The request –
Rewrite every line of the records, from the one containing "Expected: for every instance of the white petal" down to and including the one containing "x=148 y=803". Offset each x and y coordinate by adding 24, leave all other text unchanged, and output nothing outside that span.

— start —

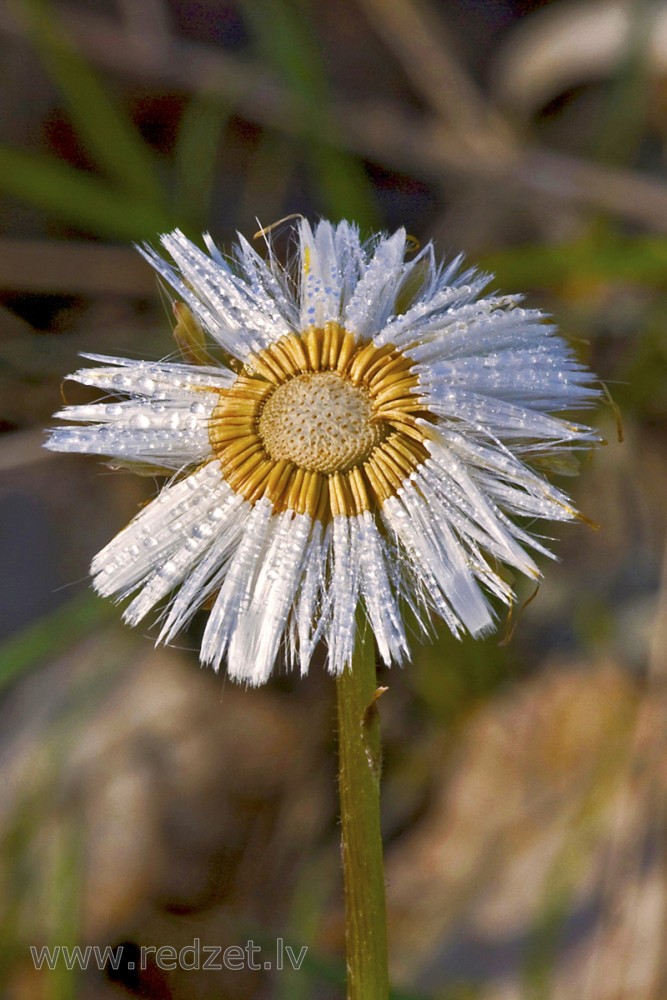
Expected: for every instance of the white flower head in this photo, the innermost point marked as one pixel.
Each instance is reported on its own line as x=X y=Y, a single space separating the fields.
x=366 y=442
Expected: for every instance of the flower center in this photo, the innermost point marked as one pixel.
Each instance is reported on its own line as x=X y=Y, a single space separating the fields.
x=320 y=422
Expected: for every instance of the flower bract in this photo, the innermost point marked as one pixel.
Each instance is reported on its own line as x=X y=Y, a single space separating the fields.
x=369 y=434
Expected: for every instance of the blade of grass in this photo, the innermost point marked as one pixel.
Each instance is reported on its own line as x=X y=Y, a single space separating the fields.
x=51 y=635
x=637 y=259
x=108 y=134
x=285 y=37
x=78 y=198
x=195 y=156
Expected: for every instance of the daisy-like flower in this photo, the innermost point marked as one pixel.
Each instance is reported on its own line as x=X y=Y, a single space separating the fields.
x=365 y=440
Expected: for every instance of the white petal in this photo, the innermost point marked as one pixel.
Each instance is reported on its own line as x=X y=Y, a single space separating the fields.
x=236 y=592
x=379 y=597
x=374 y=297
x=320 y=279
x=168 y=433
x=313 y=606
x=344 y=592
x=439 y=560
x=433 y=313
x=240 y=319
x=256 y=639
x=160 y=530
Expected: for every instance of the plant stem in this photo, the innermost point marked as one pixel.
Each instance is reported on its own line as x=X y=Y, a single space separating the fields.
x=359 y=750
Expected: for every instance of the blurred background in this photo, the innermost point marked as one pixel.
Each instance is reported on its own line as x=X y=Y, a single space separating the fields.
x=146 y=802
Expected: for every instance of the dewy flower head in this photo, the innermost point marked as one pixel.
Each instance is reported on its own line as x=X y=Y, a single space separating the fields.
x=365 y=441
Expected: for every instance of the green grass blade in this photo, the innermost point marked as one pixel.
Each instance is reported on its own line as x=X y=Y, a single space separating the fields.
x=108 y=134
x=79 y=198
x=637 y=259
x=196 y=153
x=286 y=40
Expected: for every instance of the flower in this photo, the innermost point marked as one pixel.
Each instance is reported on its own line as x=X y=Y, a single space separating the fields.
x=365 y=439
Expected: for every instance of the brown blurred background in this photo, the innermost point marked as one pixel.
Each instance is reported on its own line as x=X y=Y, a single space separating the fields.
x=148 y=803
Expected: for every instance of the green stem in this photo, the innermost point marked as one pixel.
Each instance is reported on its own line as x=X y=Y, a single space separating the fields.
x=359 y=787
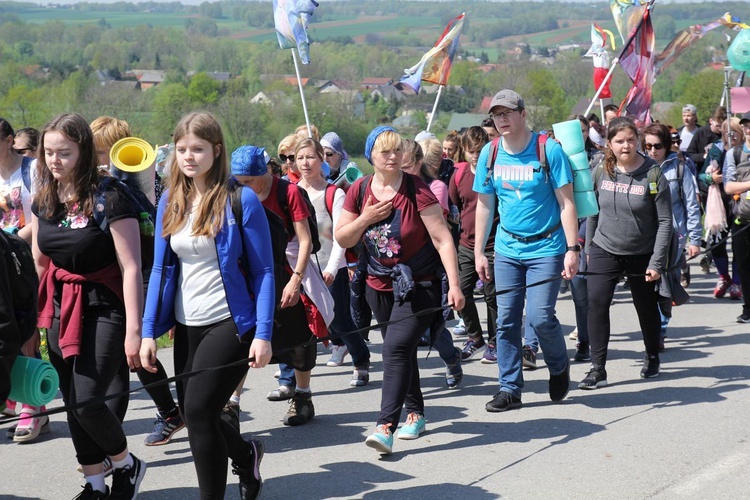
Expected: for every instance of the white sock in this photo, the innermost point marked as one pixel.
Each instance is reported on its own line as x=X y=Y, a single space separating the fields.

— end —

Answer for this exercise –
Expected: for every instance of the white petal in this photo, the innermost point marked as one pixel.
Each instance is reported on its own line as x=X y=Y, a single space separating the fields.
x=260 y=616
x=403 y=621
x=398 y=321
x=344 y=303
x=192 y=457
x=337 y=630
x=368 y=616
x=463 y=584
x=457 y=337
x=264 y=343
x=280 y=663
x=184 y=554
Expected: for every instance of the plant stem in this photo, the innermost point marked as one pixel.
Each instance is reported on its own line as x=X y=Y, a single space separating the fields.
x=383 y=774
Expected: for every instance of the blurred background in this photo, the innermost point marked as one pixel.
Each instance is reported on its own line as x=X y=Y, a single space separating the fields.
x=170 y=826
Expected: for every instance of the dewy flower head in this photo, the innermost point marked as one pixel.
Each instance is reported on its own line as x=X y=Y, a single space separating the fields.
x=389 y=465
Expected: for every instance of the green grass blade in this photo, the innermost point marked as one pixel.
Each instance is reported on its own line as x=X y=Y, a single space separating the fields.
x=132 y=158
x=103 y=222
x=661 y=283
x=220 y=177
x=310 y=64
Expected: for every instance of the flower in this photo, the innermost point marked as one pixel.
Each instance is reported on its own line as x=X y=Y, a single space separating the fields.
x=389 y=463
Expected: for every instance of the brown blurred background in this photo, the innermost point marked as one pixel.
Each instance is reported on its own line as x=X y=Y, a single space separating the fields.
x=172 y=827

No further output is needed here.